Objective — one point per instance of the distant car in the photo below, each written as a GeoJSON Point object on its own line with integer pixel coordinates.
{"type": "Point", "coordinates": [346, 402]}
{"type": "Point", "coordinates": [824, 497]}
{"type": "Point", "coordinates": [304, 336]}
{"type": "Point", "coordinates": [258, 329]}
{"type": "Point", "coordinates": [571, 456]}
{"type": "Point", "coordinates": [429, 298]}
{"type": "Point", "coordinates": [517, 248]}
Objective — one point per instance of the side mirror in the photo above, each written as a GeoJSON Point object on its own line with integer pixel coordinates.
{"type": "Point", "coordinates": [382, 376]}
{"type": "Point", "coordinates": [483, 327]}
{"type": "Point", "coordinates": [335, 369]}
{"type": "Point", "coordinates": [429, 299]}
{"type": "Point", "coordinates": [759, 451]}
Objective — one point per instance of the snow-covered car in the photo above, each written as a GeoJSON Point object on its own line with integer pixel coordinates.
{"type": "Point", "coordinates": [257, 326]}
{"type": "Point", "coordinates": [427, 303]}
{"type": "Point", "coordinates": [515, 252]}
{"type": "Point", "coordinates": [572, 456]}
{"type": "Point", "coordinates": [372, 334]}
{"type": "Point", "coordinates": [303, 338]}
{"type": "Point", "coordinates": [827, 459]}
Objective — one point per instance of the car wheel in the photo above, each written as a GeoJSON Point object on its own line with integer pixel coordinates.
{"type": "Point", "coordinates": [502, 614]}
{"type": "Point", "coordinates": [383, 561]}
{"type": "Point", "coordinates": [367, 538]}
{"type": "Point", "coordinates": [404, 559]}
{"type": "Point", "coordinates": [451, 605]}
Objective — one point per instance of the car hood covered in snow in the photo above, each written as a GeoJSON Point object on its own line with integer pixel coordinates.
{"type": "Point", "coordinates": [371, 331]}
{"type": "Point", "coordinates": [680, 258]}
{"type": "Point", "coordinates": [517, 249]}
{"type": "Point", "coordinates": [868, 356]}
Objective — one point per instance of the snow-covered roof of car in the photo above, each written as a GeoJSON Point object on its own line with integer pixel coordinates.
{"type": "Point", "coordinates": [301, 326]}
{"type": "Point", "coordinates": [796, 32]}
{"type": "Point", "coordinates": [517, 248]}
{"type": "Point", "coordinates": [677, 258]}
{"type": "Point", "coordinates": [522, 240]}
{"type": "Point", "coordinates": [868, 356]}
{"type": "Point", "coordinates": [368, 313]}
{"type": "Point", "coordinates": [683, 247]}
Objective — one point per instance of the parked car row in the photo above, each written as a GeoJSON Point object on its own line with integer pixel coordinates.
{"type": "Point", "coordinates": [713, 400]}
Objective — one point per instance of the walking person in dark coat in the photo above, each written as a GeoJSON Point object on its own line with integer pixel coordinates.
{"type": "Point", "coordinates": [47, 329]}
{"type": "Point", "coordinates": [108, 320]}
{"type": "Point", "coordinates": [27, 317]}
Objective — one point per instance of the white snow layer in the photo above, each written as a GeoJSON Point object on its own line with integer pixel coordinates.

Problem details: Copy every line of the records word for word.

Worked solution:
Objective — one point per instance of the distant car in the photo below, each written as a GeoJSON Point object on its own line with integer pixel coordinates.
{"type": "Point", "coordinates": [346, 402]}
{"type": "Point", "coordinates": [824, 497]}
{"type": "Point", "coordinates": [304, 336]}
{"type": "Point", "coordinates": [258, 329]}
{"type": "Point", "coordinates": [571, 456]}
{"type": "Point", "coordinates": [429, 298]}
{"type": "Point", "coordinates": [517, 248]}
Objective — one point per instance of the side mirror in the photo above, each written as a GeoJSON Point object on its own line with integer pixel coordinates.
{"type": "Point", "coordinates": [382, 376]}
{"type": "Point", "coordinates": [483, 327]}
{"type": "Point", "coordinates": [335, 369]}
{"type": "Point", "coordinates": [429, 299]}
{"type": "Point", "coordinates": [759, 451]}
Objective — one point per instance of the snow-covered car in the photo above, each written as a GeoJSON Point object on its own line with integer pixel coordinates.
{"type": "Point", "coordinates": [257, 326]}
{"type": "Point", "coordinates": [427, 303]}
{"type": "Point", "coordinates": [515, 252]}
{"type": "Point", "coordinates": [572, 456]}
{"type": "Point", "coordinates": [372, 334]}
{"type": "Point", "coordinates": [303, 338]}
{"type": "Point", "coordinates": [827, 459]}
Objective — one point per instance of the car wheel in the photo above, each written as a GeoJSON Point object on its own line with integer pixel coordinates.
{"type": "Point", "coordinates": [502, 614]}
{"type": "Point", "coordinates": [383, 561]}
{"type": "Point", "coordinates": [367, 538]}
{"type": "Point", "coordinates": [404, 559]}
{"type": "Point", "coordinates": [451, 605]}
Objective — one point per instance of the car hood covered in snow in the photo above, each written as a GeoJSON Point object on its own line with integer pixel coordinates.
{"type": "Point", "coordinates": [371, 331]}
{"type": "Point", "coordinates": [680, 258]}
{"type": "Point", "coordinates": [517, 249]}
{"type": "Point", "coordinates": [868, 356]}
Objective — one point per instance of the snow-covered roof of car in the photo above, each written as a GeoJSON Point object on its own line with integer pixel coordinates.
{"type": "Point", "coordinates": [301, 326]}
{"type": "Point", "coordinates": [796, 32]}
{"type": "Point", "coordinates": [517, 248]}
{"type": "Point", "coordinates": [677, 258]}
{"type": "Point", "coordinates": [522, 240]}
{"type": "Point", "coordinates": [868, 356]}
{"type": "Point", "coordinates": [368, 313]}
{"type": "Point", "coordinates": [683, 247]}
Objective — one point per instance of the parked car row in the photo above, each written as a GeoJSON Point object on its own line with integer pixel coordinates.
{"type": "Point", "coordinates": [713, 400]}
Objective — one point per instance of the walking person in dark coat in the photo above, each written as a GeoJSON Point object on its own line with integer pixel coordinates.
{"type": "Point", "coordinates": [47, 329]}
{"type": "Point", "coordinates": [108, 320]}
{"type": "Point", "coordinates": [27, 317]}
Objective — one point per instance of the white snow layer in the photo above, each written as a GeoJSON Point object on its own line with integer pixel coordinates.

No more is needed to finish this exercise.